# TEXTO FORNECIDO
● ● ●

Assim poderia começar uma qualquer reunião de “contratados anónimos”, viciados em filas da Segurança Social, topo de uma pirâmide precária, muito mais precária do que piramidal… O desemprego teima em estar sempre por perto, lembrando diariamente que a “oferta” de escola é um presente do destino, mas nunca um futuro.

No ano transato, depois de concorrer a nível nacional e a mais de duas centenas de ofertas de escola, fiquei colocada já no final de outubro. Doze horas no horário já davam para matar a saudade, alimentar a paixão e deixar de me sentir tão inútil e imprestável, depois de nove anos de ensino a tempo inteiro. Continuei ainda assim a concorrer, porque nem só de saudade e paixão vive o Homem e não sou de me deixar ficar. Em novembro vi o meu horário preenchido com mais sete horas. Ora doze e sete, dezanove. “Nada mau!” – pensa o leitor.

Nestas dezanove horas contavam-se já umas quantas estreias. Seis horas de Português Língua Não Materna, outras seis de Português para Todos (ensino noturno a adultos estrangeiros), quatro horas de Educação Musical e três horas de Área de Projeto a um PCA. Tudo dividido por duas escolas (leia-se direção e gestão diferente, colegas de quem nunca cheguei a saber o nome, conselhos de turma, planos anuais de atividades, etc… O pormenor mais corriqueiro como pedir para tirar cópias com 48h de antecedência tornava-se, para mim, um desastre. Fui o pesadelo do pessoal das reprografias…). Tinha então aulas à tarde e à noite, preparando as aulas de manhã.

● ● ●

# CONTEÚDO DOS DADOS
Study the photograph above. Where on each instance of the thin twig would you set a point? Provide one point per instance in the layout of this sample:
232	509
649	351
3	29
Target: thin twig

● ● ●

# TAREFAS A REALIZAR
1/ Pode alterar o trecho do texto sobre a precariedade docente que começa nas palavras "No ano transato, depois" e termina em "pensa o leitor.", trocando "outubro" por "setembro"?
2/ Consegue transformar todas as linhas das entradas do Bloco 1 numa tabela Markdown com as colunas Número e Linha, sem incluir as linhas em branco?

# RESULTADOS FINAIS
1/
No ano transato, depois de concorrer a nível nacional e a mais de duas centenas de ofertas de escola, fiquei colocada já no final de setembro. Doze horas no horário já davam para matar a saudade, alimentar a paixão e deixar de me sentir tão inútil e imprestável, depois de nove anos de ensino a tempo inteiro. Continuei ainda assim a concorrer, porque nem só de saudade e paixão vive o Homem e não sou de me deixar ficar. Em novembro vi o meu horário preenchido com mais sete horas. Ora doze e sete, dezanove. “Nada mau!” – pensa o leitor.

2/
| Número | Linha |
|---|---|
| 1 | Study the photograph above. Where on each instance of the thin twig would you set a point? Provide one point per instance in the layout of this sample: |
| 2 | 232	509 |
| 3 | 649	351 |
| 4 | 3	29 |
| 5 | Target: thin twig |